*MATERIAL FOR THE TASK*.
——————

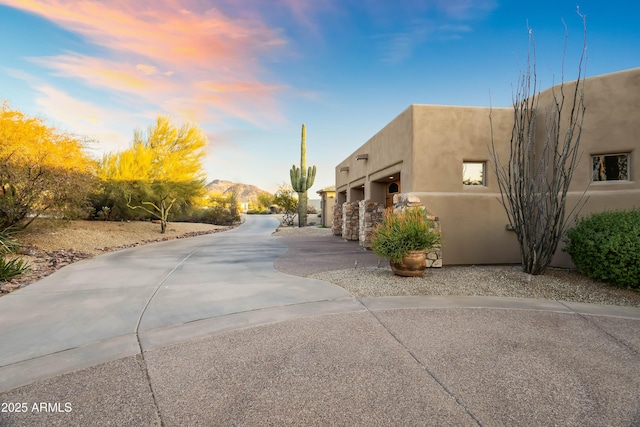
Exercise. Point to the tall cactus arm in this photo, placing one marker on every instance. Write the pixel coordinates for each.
(311, 176)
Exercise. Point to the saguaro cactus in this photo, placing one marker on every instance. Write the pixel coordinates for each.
(302, 179)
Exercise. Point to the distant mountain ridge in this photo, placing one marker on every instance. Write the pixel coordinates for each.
(245, 192)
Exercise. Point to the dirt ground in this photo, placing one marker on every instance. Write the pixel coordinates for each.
(95, 237)
(48, 245)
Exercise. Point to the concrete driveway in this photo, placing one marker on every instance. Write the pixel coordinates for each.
(116, 304)
(204, 331)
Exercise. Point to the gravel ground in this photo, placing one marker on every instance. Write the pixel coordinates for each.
(498, 281)
(51, 246)
(48, 245)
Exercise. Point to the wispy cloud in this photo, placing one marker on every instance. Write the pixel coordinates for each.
(423, 20)
(169, 53)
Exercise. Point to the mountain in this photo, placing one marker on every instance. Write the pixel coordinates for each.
(246, 192)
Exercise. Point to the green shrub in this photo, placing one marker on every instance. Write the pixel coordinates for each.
(12, 268)
(398, 233)
(219, 215)
(606, 247)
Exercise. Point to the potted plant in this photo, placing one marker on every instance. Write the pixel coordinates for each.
(404, 238)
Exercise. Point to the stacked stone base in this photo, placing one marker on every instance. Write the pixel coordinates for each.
(357, 220)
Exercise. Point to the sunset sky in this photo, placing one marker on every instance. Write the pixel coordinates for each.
(250, 72)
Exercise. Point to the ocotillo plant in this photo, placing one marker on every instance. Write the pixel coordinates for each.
(302, 179)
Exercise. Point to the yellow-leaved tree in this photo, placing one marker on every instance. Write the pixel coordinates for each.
(42, 169)
(162, 169)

——————

*STATED EXERCISE*.
Your task is to repeat the material above exactly, without its pictures.

*WRITTEN SOLUTION*.
Exercise. Point to the tall cactus arm in this photo, placing one marker on every instance. Write the pixel coordinates for each.
(311, 176)
Exercise. Point to the saguaro cactus in this photo, placing one marker on every instance. Write the pixel coordinates for each.
(302, 179)
Exercise. Point to the distant mountain ridge in this photo, placing one marker on every instance. Write the pixel coordinates for each.
(245, 192)
Exercise. Point to the dirt ground in this photo, placing one marker on every instance. Write the pixel coordinates for each.
(95, 237)
(48, 245)
Exercise. Point to the concrete driveway in this photo, placing one marker on every instance. Write the pixel coordinates for each.
(116, 304)
(204, 331)
Exercise. Point to the gravel ground in this photo, placing one marker on every instance. Write the pixel coordinates for each.
(498, 281)
(51, 246)
(48, 245)
Exercise. Point to the wispy cloud in this photo, placing one marker on every instance. Write the pixel coordinates for each.
(423, 20)
(169, 53)
Exercise. Point to the mountain in this photo, placing one marker on every instance. Write the pixel coordinates for each.
(246, 192)
Exercise. Point to the green shrub in this photo, placing one marker on every instance. Write the pixel coordinates for each.
(12, 268)
(398, 233)
(219, 215)
(606, 247)
Exercise. Point to the potted plant in this photo, placing one marker on every instance. Write the pixel coordinates for each.
(404, 238)
Exercise. Point to the stacked stone base in this photo, placing one marker on every instance. Write the pixel coordinates for each.
(357, 220)
Exercise. Point to the sunset sky in this photo, placing one marker on every instance. Write the pixel coordinates for each.
(250, 72)
Exercise. Point to the ocotillo plant in this photo, placing one marker on every instance. Write the pixel coordinates for each.
(302, 179)
Exercise. Point to the yellow-leaved tree in this photo, placing one marker on every instance. Write the pixel coordinates for each.
(42, 169)
(162, 169)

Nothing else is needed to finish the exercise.